* begin *

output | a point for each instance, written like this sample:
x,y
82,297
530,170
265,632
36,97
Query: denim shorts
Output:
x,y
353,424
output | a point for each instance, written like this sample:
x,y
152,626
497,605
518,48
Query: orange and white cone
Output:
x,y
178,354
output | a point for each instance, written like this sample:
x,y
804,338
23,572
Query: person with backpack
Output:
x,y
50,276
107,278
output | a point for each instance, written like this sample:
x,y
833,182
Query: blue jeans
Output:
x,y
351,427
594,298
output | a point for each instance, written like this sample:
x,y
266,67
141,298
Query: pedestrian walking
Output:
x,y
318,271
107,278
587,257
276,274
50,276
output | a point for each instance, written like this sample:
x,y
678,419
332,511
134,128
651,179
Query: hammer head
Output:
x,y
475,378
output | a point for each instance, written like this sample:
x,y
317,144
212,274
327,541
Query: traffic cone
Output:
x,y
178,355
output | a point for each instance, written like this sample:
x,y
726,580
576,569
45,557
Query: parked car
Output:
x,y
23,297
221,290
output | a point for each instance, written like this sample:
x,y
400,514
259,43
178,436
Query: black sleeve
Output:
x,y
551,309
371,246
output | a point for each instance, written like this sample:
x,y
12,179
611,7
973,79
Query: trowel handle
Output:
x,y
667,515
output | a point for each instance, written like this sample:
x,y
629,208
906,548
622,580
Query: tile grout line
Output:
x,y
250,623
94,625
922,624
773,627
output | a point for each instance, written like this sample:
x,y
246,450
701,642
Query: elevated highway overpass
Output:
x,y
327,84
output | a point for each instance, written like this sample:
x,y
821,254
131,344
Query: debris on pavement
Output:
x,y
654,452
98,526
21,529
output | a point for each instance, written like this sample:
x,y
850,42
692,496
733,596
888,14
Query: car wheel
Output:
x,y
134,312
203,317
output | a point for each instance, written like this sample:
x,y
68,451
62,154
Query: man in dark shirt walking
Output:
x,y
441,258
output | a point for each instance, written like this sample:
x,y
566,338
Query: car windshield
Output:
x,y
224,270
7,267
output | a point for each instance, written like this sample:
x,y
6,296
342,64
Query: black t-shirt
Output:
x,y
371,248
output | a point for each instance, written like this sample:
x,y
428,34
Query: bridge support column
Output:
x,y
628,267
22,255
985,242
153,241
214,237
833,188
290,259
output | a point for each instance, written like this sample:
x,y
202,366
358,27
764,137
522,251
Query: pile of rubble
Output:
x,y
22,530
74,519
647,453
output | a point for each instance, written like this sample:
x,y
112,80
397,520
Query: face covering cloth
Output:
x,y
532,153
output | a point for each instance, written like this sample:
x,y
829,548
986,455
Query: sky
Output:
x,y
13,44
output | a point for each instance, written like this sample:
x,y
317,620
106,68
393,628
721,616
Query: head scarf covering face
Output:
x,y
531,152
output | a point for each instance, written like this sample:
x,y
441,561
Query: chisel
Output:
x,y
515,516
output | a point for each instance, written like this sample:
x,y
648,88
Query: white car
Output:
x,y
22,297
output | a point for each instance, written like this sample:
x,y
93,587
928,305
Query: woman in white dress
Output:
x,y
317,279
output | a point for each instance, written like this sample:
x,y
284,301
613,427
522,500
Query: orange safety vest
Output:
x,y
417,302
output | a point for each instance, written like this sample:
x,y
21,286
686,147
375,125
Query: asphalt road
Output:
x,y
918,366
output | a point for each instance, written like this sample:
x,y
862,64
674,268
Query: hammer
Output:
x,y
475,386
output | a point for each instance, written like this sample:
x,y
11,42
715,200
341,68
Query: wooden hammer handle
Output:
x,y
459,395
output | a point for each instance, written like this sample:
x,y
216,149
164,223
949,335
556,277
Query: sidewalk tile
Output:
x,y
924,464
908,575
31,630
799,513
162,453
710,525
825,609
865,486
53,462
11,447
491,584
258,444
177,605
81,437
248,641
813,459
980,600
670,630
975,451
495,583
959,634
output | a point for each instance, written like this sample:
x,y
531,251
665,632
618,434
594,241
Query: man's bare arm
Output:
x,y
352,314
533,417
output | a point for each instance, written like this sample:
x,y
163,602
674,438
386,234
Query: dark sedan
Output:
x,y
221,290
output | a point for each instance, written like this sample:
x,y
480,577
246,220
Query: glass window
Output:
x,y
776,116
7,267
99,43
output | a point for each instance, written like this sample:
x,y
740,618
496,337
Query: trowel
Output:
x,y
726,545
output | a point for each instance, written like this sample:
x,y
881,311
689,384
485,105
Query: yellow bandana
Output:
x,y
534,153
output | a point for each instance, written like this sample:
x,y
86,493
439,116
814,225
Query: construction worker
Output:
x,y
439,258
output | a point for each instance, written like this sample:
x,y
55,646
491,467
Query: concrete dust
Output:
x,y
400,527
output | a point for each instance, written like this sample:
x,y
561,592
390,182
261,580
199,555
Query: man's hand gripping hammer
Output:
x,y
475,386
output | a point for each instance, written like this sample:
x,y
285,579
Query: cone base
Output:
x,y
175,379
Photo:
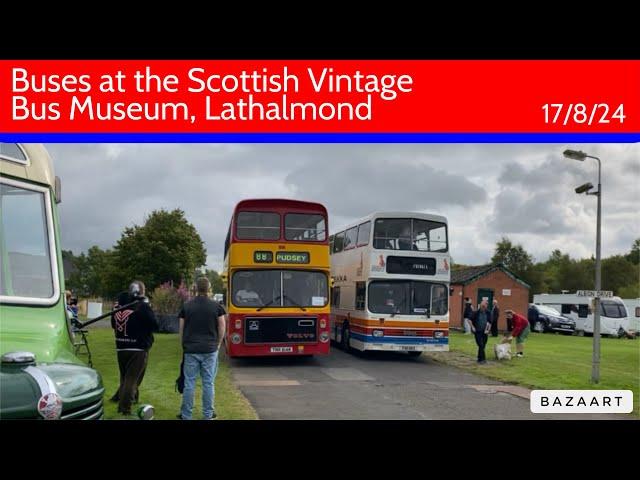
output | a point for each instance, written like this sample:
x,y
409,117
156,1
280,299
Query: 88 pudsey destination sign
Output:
x,y
292,257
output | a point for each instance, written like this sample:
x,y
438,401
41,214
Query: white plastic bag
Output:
x,y
502,351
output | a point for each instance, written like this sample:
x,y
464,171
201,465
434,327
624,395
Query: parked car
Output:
x,y
547,319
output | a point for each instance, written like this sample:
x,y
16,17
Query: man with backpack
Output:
x,y
202,328
133,328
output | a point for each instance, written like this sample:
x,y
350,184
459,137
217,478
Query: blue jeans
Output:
x,y
206,364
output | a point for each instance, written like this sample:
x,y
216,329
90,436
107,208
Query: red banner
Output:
x,y
287,96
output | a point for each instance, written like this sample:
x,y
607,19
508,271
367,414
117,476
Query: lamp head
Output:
x,y
584,188
575,155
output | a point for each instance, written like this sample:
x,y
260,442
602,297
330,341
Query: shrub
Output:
x,y
168,300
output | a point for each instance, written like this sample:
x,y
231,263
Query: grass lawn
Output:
x,y
157,387
554,362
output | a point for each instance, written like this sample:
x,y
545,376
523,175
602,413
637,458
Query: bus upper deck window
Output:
x,y
258,226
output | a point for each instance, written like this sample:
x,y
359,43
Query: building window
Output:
x,y
364,232
13,152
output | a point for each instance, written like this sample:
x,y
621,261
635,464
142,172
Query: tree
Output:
x,y
514,257
634,255
216,282
167,248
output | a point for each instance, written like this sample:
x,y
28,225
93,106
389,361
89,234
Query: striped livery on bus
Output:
x,y
276,274
391,277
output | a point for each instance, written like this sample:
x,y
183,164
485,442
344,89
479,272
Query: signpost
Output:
x,y
595,293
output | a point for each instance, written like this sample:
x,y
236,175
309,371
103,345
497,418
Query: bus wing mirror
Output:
x,y
57,190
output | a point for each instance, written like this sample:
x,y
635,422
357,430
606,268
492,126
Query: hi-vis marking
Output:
x,y
121,320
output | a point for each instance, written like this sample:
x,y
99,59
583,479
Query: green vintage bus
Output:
x,y
40,377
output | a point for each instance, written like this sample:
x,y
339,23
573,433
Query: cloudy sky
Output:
x,y
523,191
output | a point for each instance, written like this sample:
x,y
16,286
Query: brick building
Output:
x,y
492,282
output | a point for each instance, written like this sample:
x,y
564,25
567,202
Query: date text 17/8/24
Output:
x,y
580,113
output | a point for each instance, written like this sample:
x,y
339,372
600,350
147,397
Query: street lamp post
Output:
x,y
577,155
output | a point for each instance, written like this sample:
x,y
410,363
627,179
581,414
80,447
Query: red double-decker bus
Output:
x,y
276,276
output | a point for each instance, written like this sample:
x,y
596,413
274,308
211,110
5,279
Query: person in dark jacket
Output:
x,y
495,315
480,327
468,316
202,328
133,328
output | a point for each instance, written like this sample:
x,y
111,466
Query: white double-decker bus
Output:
x,y
390,283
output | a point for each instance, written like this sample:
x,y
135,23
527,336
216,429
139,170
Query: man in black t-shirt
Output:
x,y
202,328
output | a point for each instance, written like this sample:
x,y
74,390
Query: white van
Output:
x,y
613,312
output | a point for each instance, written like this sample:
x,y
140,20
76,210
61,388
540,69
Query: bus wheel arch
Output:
x,y
345,336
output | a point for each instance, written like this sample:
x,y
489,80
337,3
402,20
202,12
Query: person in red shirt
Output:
x,y
520,331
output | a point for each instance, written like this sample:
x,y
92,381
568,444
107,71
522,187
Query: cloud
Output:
x,y
524,191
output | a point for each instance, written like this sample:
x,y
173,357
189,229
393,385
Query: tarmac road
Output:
x,y
378,386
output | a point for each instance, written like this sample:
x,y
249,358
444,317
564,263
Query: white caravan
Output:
x,y
613,313
633,313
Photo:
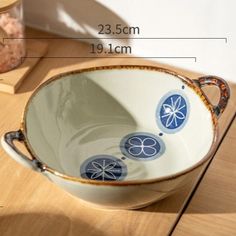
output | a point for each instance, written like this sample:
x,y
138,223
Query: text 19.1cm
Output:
x,y
110,49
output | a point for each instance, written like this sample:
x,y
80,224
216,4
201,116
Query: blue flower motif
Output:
x,y
172,112
142,146
137,146
103,168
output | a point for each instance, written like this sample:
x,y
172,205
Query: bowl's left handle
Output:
x,y
10,148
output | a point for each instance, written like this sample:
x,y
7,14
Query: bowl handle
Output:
x,y
224,91
10,148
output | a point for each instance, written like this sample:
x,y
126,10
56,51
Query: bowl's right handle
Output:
x,y
224,91
10,148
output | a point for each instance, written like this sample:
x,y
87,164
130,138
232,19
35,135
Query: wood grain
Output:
x,y
212,210
31,205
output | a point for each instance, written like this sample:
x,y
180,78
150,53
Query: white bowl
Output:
x,y
119,136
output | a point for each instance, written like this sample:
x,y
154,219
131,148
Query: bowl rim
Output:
x,y
189,82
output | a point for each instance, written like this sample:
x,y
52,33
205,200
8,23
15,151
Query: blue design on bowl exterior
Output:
x,y
104,168
172,112
142,146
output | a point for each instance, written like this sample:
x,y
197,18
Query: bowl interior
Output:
x,y
118,124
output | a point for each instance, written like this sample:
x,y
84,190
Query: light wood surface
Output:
x,y
11,81
31,205
212,211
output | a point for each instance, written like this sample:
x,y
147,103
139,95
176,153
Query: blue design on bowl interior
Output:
x,y
103,167
142,146
172,112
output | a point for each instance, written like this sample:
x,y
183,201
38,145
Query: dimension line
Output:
x,y
136,38
191,58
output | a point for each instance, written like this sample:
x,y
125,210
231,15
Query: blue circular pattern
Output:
x,y
172,112
103,168
142,146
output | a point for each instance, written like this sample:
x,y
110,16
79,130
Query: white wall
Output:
x,y
156,18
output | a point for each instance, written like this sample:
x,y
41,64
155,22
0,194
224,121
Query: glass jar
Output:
x,y
12,44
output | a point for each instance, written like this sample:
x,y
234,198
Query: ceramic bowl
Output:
x,y
119,136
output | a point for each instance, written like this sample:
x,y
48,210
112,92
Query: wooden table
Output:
x,y
31,205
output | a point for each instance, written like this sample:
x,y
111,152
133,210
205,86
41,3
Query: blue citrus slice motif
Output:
x,y
172,112
142,146
104,168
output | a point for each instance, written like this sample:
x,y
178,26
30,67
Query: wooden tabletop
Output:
x,y
31,205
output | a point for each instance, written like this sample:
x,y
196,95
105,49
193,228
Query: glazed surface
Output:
x,y
119,125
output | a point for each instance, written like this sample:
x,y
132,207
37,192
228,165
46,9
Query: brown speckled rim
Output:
x,y
190,83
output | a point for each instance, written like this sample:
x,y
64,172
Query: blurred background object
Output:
x,y
12,45
200,19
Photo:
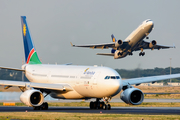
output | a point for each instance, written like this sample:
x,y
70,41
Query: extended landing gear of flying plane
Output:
x,y
101,105
44,106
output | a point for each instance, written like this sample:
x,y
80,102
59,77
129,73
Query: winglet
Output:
x,y
31,56
72,44
174,45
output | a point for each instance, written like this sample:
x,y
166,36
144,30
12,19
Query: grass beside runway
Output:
x,y
120,104
82,116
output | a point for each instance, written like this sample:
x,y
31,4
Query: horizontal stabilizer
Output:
x,y
106,54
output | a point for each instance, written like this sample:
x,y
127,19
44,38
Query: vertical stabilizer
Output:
x,y
31,56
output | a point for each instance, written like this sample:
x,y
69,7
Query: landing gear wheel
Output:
x,y
140,53
93,105
101,104
44,106
105,107
109,106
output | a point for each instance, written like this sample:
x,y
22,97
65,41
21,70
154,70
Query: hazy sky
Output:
x,y
56,23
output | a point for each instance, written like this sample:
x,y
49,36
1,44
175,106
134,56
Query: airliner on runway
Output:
x,y
73,82
134,42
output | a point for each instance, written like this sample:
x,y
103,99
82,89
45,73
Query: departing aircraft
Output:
x,y
73,81
134,42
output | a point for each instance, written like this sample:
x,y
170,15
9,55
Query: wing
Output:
x,y
106,54
59,87
145,45
97,46
137,81
11,68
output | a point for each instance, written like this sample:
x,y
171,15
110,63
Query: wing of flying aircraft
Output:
x,y
134,42
75,82
151,45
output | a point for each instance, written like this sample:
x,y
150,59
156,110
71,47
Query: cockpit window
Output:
x,y
112,77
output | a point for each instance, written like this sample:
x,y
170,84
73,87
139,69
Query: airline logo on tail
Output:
x,y
24,30
31,56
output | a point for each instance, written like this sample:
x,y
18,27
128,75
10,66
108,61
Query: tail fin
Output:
x,y
31,56
113,38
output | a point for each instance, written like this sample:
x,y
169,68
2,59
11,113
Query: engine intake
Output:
x,y
118,43
133,96
152,44
32,98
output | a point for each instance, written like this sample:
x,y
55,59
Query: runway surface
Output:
x,y
114,110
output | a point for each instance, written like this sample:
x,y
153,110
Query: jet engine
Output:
x,y
133,96
152,43
118,43
32,98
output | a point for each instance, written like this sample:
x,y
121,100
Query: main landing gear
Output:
x,y
101,105
44,106
141,53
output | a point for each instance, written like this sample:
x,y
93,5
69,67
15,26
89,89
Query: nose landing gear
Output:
x,y
101,105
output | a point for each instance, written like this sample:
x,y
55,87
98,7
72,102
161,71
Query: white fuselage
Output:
x,y
135,38
86,81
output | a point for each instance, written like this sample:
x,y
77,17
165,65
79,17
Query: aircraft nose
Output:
x,y
150,23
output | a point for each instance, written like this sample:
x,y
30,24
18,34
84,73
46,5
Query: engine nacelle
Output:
x,y
118,43
32,98
152,43
133,96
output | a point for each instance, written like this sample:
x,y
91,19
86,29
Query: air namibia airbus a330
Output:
x,y
73,82
134,42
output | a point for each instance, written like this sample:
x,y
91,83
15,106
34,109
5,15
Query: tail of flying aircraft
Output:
x,y
114,40
31,56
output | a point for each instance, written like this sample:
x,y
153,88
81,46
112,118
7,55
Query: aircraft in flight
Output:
x,y
72,81
134,42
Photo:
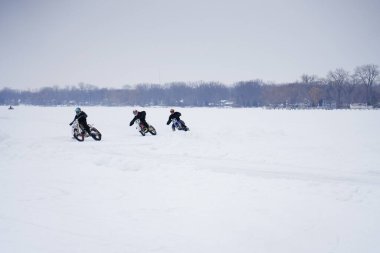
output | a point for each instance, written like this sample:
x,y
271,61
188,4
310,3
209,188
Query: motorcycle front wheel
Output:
x,y
78,136
152,130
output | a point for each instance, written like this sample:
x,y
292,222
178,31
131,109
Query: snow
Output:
x,y
241,180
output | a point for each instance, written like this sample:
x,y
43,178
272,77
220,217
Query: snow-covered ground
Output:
x,y
242,180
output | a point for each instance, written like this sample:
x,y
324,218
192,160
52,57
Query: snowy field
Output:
x,y
240,181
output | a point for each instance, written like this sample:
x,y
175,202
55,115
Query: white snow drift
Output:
x,y
241,180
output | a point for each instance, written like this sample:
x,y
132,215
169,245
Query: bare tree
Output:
x,y
338,79
367,74
308,79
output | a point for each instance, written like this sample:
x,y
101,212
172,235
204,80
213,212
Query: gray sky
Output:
x,y
112,43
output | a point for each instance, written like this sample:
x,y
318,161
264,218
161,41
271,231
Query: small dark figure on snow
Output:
x,y
141,116
81,117
176,115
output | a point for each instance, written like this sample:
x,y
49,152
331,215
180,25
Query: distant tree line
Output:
x,y
338,89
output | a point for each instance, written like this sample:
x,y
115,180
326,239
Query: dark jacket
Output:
x,y
81,117
172,116
141,116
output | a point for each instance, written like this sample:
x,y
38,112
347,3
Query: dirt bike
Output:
x,y
79,133
176,124
143,130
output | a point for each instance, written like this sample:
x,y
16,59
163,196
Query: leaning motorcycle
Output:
x,y
80,134
176,124
143,130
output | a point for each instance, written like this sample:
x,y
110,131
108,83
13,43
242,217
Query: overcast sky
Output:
x,y
113,43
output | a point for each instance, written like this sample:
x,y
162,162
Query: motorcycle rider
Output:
x,y
176,115
141,116
81,117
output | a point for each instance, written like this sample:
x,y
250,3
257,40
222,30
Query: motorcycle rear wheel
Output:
x,y
95,134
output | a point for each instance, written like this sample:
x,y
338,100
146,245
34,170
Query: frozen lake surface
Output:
x,y
241,180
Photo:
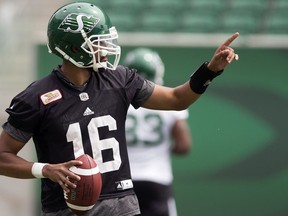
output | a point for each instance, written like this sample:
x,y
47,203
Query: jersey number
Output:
x,y
74,135
153,125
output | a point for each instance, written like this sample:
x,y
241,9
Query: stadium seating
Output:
x,y
198,16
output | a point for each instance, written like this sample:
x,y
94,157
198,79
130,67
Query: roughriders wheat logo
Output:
x,y
76,22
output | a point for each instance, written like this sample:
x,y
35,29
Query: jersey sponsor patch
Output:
x,y
84,96
51,96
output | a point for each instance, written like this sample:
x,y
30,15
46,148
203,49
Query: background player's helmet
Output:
x,y
148,64
83,34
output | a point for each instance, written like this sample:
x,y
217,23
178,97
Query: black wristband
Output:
x,y
201,78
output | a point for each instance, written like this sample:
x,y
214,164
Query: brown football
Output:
x,y
85,195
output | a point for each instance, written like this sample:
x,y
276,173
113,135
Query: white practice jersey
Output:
x,y
148,134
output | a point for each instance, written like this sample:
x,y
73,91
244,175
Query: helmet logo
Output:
x,y
76,22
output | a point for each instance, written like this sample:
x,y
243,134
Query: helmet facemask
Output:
x,y
101,46
83,34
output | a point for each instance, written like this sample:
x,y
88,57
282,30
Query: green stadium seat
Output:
x,y
124,22
280,7
158,22
207,6
243,24
198,23
170,5
253,6
277,24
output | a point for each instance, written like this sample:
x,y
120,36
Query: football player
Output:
x,y
152,135
81,108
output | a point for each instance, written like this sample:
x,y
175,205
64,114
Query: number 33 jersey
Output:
x,y
148,134
66,122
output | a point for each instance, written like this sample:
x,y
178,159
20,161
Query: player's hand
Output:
x,y
224,55
61,174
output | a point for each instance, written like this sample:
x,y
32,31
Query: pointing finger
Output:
x,y
231,39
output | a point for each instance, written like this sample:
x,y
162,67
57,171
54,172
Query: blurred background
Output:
x,y
239,163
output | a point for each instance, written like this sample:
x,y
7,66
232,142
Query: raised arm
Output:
x,y
181,97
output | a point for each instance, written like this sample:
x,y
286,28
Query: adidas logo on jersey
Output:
x,y
88,111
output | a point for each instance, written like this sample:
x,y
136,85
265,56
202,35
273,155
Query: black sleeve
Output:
x,y
16,133
143,94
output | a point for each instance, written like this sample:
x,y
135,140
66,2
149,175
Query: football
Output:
x,y
85,195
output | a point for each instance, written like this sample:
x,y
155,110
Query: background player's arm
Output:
x,y
182,96
182,140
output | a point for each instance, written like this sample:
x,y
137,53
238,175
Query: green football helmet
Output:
x,y
147,63
83,34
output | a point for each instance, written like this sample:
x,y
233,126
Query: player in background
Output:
x,y
81,107
152,135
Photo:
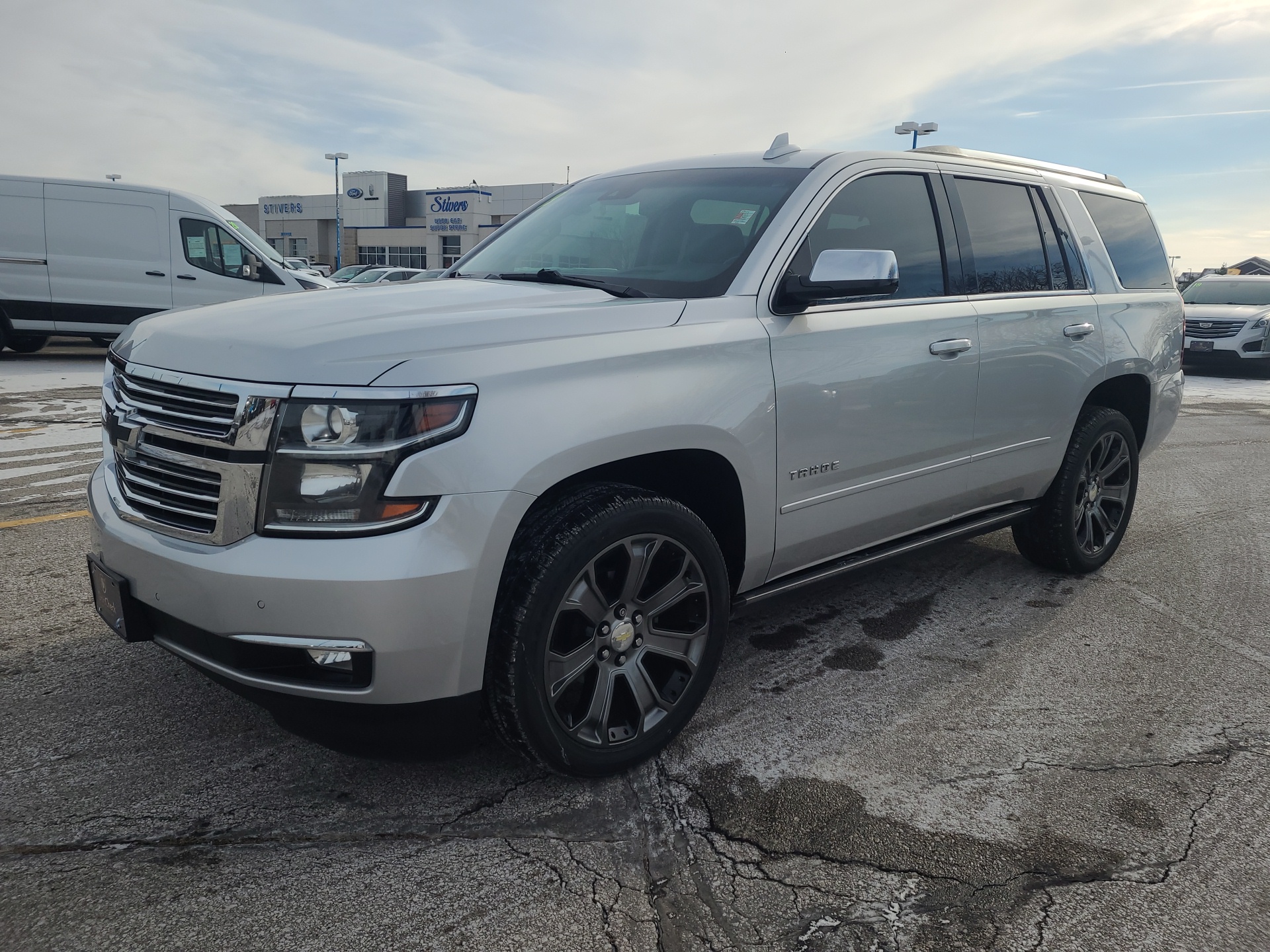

* end *

_Instructions for the task_.
Show each line of the items above that contains the string "bowl", copied in full.

_Solution for this task_.
Query: bowl's left handle
Query: bowl handle
Query: bowl's right handle
Query: white bowl
Query: bowl rim
Query: blue design on bowl exterior
Query: bowl interior
Query: blue design on bowl interior
Query: ceramic bowl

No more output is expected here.